---------- Testo estratto ----------
Si sono aperte infinite possibilità perché finalmente sono entrate, nel vocabolario comune e nell’uso quotidiano, linguaggi e piattaforme online che negli anni passati erano appannaggio di poche categorie o dei nostri giovani che, molto spesso, non le usavano per finalità educative.
Anche in questo settore non bisogna mai perdere di vista che è il bello a muovere gli uomini perché, come ha detto più volte papa Francesco, unisce Dio, l’uomo e il creato in un’unica sinfonia. E’ il bello che facilita la trasmissione del sapere, che aiuta l’apprendimento e anche la formazione del bagaglio culturale di ognuno, perché è la bellezza che salverà il mondo, come afferma il principe Miškin nell’Idiota di Dostoevskij”.
Come progettare una scuola come comunità educante?
“Dobbiamo prima di tutto partire dalla constatazione che la famiglia e la scuola sono le due principali istituzioni votate all’educazione ma non sono le uniche ed in questo senso dobbiamo ragionare sul proverbio africano che tanto spesso viene citato cioè che ‘per educare un bambino serve un intero villaggio’.
Vuol dire tutti devono fare la loro parte: le istituzioni, le parrocchie, i circoli culturali o gli altri soggetti presenti sul territorio, ognuno può e deve mettere un contributo per la formazione di quelli che saranno i futuri cittadini.
---------- Dati estratti ----------
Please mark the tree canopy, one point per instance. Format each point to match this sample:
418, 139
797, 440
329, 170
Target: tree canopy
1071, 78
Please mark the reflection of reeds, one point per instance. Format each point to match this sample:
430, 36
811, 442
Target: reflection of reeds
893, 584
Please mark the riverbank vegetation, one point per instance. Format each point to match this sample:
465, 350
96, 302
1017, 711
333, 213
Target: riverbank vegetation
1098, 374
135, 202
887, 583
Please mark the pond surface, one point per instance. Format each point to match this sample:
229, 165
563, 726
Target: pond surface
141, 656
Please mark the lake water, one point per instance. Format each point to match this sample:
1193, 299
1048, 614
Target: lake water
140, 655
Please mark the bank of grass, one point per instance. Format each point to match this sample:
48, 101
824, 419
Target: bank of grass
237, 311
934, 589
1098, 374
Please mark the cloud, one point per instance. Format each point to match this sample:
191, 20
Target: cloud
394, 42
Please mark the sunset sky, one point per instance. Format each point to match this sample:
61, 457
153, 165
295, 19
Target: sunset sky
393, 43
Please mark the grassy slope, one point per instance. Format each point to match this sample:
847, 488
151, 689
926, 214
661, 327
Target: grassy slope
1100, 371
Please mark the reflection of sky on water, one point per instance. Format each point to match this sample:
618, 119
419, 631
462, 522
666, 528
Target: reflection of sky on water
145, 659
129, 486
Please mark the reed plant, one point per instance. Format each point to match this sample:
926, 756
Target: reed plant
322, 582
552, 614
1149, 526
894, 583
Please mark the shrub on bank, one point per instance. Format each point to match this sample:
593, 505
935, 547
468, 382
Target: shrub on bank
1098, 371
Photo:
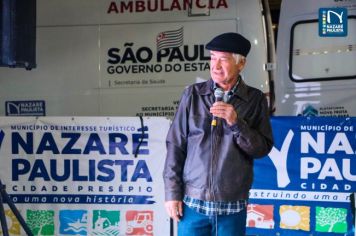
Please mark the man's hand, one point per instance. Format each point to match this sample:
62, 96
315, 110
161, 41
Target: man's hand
174, 209
225, 111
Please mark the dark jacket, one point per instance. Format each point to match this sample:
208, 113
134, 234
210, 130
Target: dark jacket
215, 164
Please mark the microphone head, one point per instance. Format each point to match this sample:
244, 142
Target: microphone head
219, 94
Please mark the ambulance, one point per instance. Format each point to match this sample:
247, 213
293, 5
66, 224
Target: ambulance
316, 58
130, 57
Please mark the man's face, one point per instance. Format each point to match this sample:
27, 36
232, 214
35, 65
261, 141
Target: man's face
223, 68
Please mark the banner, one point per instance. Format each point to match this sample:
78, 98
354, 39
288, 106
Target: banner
304, 185
85, 175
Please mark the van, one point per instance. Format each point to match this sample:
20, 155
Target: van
129, 57
316, 72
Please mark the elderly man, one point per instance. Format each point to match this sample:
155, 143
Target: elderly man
212, 144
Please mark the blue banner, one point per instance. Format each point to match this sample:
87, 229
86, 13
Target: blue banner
304, 185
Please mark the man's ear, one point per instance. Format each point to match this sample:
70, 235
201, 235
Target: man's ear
241, 64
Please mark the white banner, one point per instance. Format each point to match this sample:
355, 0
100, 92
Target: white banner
85, 175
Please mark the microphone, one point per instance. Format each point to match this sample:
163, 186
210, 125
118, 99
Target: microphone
219, 94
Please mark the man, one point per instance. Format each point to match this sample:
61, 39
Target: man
209, 168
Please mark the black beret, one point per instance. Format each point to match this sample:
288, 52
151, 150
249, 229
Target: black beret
230, 42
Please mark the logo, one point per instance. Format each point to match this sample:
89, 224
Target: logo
331, 220
295, 217
2, 135
332, 22
170, 39
106, 222
139, 223
260, 216
73, 222
41, 222
25, 108
13, 224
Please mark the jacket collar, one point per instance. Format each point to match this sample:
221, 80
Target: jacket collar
207, 88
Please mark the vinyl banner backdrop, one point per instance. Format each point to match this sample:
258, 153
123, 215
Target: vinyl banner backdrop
303, 187
85, 175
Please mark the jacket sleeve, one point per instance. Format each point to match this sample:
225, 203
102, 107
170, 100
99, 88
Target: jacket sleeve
256, 138
176, 144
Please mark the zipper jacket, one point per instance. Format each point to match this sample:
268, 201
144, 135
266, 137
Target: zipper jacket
215, 163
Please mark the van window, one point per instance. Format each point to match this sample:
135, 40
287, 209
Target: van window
315, 58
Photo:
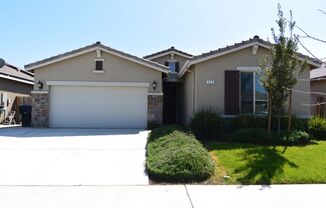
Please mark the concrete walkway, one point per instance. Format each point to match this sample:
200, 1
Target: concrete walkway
179, 196
72, 157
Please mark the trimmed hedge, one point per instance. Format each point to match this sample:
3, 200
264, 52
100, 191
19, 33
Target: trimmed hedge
206, 124
174, 155
317, 128
261, 122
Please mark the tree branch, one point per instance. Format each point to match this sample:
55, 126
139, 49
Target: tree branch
306, 34
296, 37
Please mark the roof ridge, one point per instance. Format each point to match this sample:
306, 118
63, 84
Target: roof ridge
100, 45
172, 48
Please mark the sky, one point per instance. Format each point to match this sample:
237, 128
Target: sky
36, 29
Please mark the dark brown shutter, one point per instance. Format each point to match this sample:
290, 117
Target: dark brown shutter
232, 95
177, 66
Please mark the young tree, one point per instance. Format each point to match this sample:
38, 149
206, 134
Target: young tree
281, 67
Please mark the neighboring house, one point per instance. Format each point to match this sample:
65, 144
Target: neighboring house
318, 85
15, 88
100, 87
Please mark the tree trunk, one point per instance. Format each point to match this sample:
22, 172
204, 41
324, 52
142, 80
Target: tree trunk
269, 113
290, 111
279, 122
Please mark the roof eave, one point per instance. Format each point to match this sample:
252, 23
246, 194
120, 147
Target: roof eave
150, 64
196, 61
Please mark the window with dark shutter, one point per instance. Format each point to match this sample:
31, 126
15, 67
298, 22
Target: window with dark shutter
176, 66
232, 94
98, 65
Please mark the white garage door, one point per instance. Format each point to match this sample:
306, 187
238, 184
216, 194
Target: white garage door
98, 107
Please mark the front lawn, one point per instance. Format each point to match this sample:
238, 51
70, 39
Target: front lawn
254, 164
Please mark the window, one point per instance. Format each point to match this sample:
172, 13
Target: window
99, 65
173, 65
253, 95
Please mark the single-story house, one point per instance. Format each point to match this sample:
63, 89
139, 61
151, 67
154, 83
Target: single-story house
100, 87
318, 89
15, 89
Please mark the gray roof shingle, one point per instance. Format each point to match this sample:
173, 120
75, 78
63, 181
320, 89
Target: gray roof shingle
251, 40
97, 44
11, 71
172, 49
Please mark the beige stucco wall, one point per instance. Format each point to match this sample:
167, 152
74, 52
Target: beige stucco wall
116, 69
317, 86
212, 96
187, 101
299, 99
163, 59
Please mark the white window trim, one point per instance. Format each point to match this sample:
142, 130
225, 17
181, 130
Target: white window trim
106, 84
99, 71
253, 70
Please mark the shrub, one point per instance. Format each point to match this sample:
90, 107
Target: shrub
261, 121
297, 138
206, 124
317, 128
254, 136
174, 155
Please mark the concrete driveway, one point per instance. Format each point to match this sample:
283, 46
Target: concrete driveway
72, 157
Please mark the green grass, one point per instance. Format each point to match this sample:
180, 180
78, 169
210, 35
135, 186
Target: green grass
254, 164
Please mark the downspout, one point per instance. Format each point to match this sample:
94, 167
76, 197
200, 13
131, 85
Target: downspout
193, 90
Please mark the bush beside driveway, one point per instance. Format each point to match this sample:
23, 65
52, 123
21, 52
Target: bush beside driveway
174, 155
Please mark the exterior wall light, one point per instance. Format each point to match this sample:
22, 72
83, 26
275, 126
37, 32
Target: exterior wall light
40, 85
154, 85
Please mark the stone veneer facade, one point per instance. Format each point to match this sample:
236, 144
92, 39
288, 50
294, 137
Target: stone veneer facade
40, 103
155, 109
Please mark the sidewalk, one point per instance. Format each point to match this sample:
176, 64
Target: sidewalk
178, 196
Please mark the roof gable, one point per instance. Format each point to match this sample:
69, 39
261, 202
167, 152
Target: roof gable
95, 47
236, 47
167, 52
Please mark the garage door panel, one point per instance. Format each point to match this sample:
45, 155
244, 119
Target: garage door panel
98, 107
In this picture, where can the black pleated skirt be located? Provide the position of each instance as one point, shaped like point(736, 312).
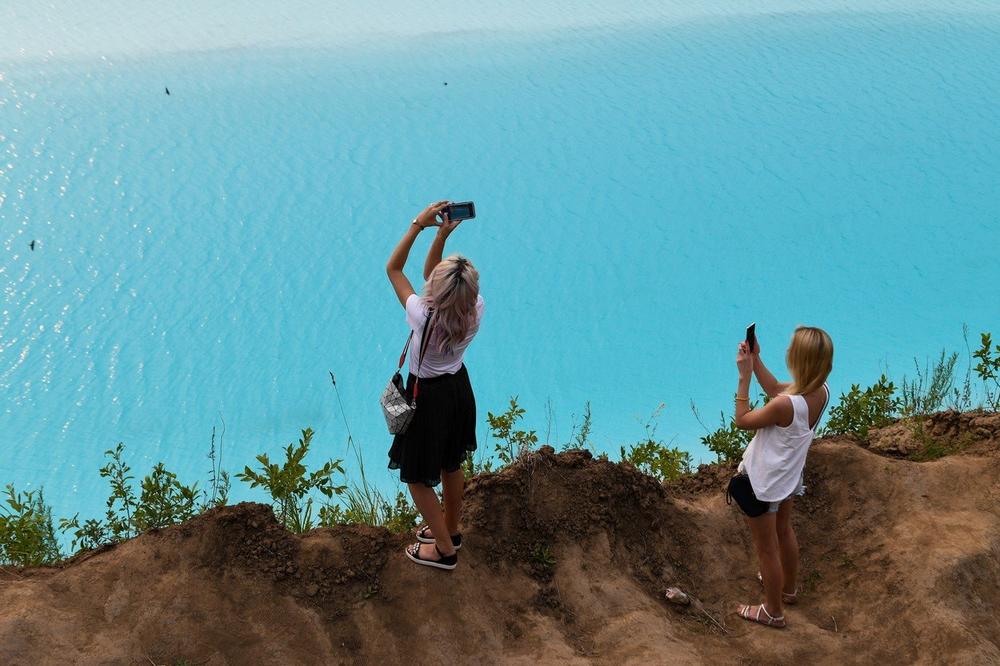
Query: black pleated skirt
point(442, 433)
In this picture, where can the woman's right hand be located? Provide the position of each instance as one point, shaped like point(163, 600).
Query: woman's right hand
point(428, 217)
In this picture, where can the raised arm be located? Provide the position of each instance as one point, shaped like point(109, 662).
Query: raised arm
point(776, 412)
point(771, 386)
point(394, 268)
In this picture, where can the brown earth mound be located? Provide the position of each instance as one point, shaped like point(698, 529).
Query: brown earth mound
point(566, 560)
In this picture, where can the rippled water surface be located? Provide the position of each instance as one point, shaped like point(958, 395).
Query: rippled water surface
point(645, 190)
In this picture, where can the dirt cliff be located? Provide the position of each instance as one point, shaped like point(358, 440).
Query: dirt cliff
point(566, 559)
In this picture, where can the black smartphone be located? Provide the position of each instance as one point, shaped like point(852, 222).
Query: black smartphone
point(463, 210)
point(751, 337)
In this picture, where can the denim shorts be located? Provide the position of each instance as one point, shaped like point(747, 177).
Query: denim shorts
point(798, 492)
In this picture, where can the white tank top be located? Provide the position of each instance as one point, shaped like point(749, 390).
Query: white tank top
point(776, 456)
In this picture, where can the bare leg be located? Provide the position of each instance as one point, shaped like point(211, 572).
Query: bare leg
point(454, 488)
point(765, 541)
point(788, 547)
point(426, 502)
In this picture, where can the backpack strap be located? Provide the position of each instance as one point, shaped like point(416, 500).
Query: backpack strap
point(424, 338)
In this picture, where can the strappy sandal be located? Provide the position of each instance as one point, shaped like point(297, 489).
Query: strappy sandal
point(786, 598)
point(775, 622)
point(447, 562)
point(456, 539)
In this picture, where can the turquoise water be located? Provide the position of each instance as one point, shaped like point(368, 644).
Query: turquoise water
point(644, 191)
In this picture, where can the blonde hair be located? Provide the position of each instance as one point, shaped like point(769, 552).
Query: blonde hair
point(452, 291)
point(809, 358)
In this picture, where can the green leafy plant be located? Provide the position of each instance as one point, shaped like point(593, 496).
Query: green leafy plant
point(542, 555)
point(474, 466)
point(27, 536)
point(859, 411)
point(654, 457)
point(512, 444)
point(727, 441)
point(988, 369)
point(290, 484)
point(162, 501)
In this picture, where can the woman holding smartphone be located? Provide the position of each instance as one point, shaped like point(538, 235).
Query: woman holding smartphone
point(443, 430)
point(771, 472)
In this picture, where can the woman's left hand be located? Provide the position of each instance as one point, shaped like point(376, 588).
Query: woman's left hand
point(428, 217)
point(744, 360)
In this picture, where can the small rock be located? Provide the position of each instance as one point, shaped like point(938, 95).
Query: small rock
point(676, 596)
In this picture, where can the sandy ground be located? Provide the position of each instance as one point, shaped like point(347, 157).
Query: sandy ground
point(900, 565)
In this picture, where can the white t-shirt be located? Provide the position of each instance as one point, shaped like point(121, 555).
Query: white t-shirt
point(435, 363)
point(776, 456)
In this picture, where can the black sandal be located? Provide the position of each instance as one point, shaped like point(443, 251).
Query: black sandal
point(456, 539)
point(447, 562)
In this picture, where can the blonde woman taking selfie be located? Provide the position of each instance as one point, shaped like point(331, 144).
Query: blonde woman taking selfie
point(443, 431)
point(771, 472)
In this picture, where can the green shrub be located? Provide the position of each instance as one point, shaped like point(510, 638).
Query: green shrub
point(654, 457)
point(727, 441)
point(988, 369)
point(162, 501)
point(290, 484)
point(27, 537)
point(513, 444)
point(859, 411)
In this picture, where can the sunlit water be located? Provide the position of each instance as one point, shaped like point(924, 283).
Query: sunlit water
point(647, 184)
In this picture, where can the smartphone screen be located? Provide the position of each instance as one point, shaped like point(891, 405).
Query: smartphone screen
point(465, 210)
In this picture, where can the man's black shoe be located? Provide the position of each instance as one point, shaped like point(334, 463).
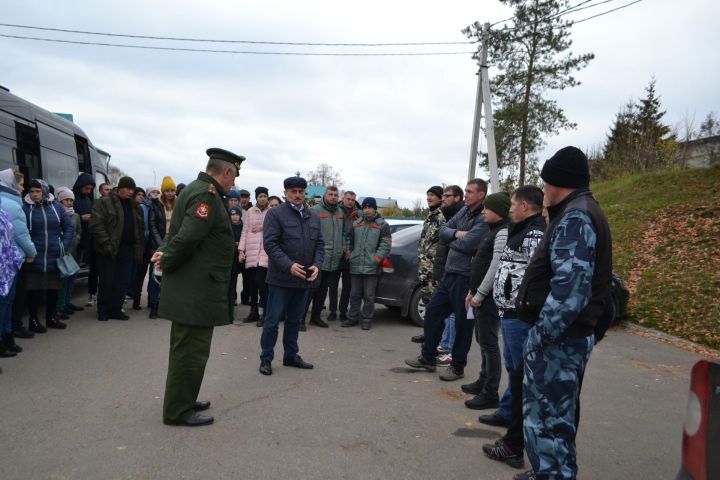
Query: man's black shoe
point(501, 452)
point(420, 363)
point(481, 402)
point(318, 322)
point(265, 367)
point(297, 362)
point(55, 323)
point(198, 420)
point(22, 332)
point(495, 420)
point(473, 388)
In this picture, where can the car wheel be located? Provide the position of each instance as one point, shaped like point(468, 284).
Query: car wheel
point(417, 308)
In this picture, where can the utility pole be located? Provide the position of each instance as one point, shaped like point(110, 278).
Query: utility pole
point(483, 99)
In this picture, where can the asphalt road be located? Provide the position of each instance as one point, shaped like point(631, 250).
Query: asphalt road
point(85, 403)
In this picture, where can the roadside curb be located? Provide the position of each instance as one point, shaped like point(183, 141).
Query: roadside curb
point(670, 339)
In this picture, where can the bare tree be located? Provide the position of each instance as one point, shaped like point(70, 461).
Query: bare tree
point(325, 175)
point(115, 174)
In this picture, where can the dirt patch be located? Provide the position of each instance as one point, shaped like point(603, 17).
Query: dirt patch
point(452, 394)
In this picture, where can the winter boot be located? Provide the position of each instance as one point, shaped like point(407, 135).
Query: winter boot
point(54, 322)
point(254, 315)
point(8, 342)
point(36, 326)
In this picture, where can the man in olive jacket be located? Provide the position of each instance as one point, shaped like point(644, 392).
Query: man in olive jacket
point(118, 238)
point(368, 245)
point(331, 225)
point(196, 259)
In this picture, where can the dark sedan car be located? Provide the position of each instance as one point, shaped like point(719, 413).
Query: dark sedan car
point(399, 286)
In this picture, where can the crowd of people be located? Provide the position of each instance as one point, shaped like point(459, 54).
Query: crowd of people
point(535, 265)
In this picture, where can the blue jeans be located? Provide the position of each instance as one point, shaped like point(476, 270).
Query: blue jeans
point(288, 304)
point(514, 336)
point(6, 309)
point(448, 337)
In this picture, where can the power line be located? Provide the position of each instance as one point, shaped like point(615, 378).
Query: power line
point(237, 52)
point(207, 40)
point(606, 12)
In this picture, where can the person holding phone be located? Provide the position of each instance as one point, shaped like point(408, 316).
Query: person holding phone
point(295, 248)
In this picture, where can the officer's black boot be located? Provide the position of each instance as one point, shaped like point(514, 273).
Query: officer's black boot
point(8, 342)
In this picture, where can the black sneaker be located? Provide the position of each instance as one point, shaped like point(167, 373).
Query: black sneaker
point(421, 364)
point(500, 452)
point(482, 402)
point(529, 475)
point(495, 420)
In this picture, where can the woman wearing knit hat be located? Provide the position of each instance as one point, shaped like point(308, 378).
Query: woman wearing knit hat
point(52, 233)
point(167, 187)
point(487, 318)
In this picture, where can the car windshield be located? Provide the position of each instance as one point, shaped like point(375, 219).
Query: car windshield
point(407, 235)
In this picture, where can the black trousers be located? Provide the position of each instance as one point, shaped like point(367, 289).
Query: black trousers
point(36, 297)
point(20, 301)
point(345, 293)
point(114, 274)
point(328, 281)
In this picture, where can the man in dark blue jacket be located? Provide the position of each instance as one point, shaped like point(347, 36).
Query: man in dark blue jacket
point(462, 234)
point(295, 249)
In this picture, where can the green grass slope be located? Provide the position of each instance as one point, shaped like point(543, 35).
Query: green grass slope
point(666, 244)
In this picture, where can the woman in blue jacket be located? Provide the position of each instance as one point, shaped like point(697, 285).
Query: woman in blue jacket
point(51, 232)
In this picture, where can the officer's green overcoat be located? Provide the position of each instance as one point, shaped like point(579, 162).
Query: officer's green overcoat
point(197, 258)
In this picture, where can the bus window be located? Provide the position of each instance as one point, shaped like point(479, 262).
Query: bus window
point(27, 154)
point(84, 160)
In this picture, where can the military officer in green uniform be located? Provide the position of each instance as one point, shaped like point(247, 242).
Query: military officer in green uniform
point(195, 260)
----------
• Obiettivo del compito:
Prosegua il testo sulla scuola come comunità educante, riprendendo subito dopo l'ultima frase riportata.

• Svolgimento:
La scuola si pone al centro di questo processo, insieme alla famiglia, e diventa di per sé una comunità educante se al suo interno ci sono delle relazioni vere e non dei semplici rapporti tra un docente/lavoratore e un alunno/oggetto del lavoro”.
In tale contesto molte amministrazioni stanno adottando il ‘whistleblowing’ (segnalazione di condotte illecite): per quale motivo la Fidae ritiene importante adottare tale norma?
“E’ una norma di civiltà che rappresenta una garanzia per il bene pubblico quindi per l’interesse dei cittadini. Dispiace vedere con quanta lentezza, talvolta anche nel resto d’Europa, si sia arrivati a recepire le direttive dell’Unione Europea che spesso si sono trasformate anche in richiami. Sono sicura che sarà un modo per far crescere anche tutto il sistema scolastico perché dietro a una segnalazione non c’è la volontà di vedere una punizione ma un cambio di rotta”.
Altro tema ‘caldo’ riguarda la protezione dei minori: in quale modo le scuole cattoliche si attivano in questo campo?
“E’ un tema molto delicato che la FIDAE ha attenzionato già da diversi anni anche grazie al Consiglio Nazionale della Scuola Cattolica della CEI con cui c’è stata una proficua collaborazione. Sono state pubblicate le linee guida che possono aiutare educatori, docenti, personale scolastico senza mai dimenticare che l’educazione integrale della persona, nella prospettiva cristiana, di fatto già contiene in sé i semi di prevenzione e di contrasto ad ogni forma di prevaricazione e abuso, perché è orientata alla piena crescita e al vero bene di ogni persona”.
In quale modo si può instaurare una relazione ‘scuola-famiglia’ per un’alleanza educativa?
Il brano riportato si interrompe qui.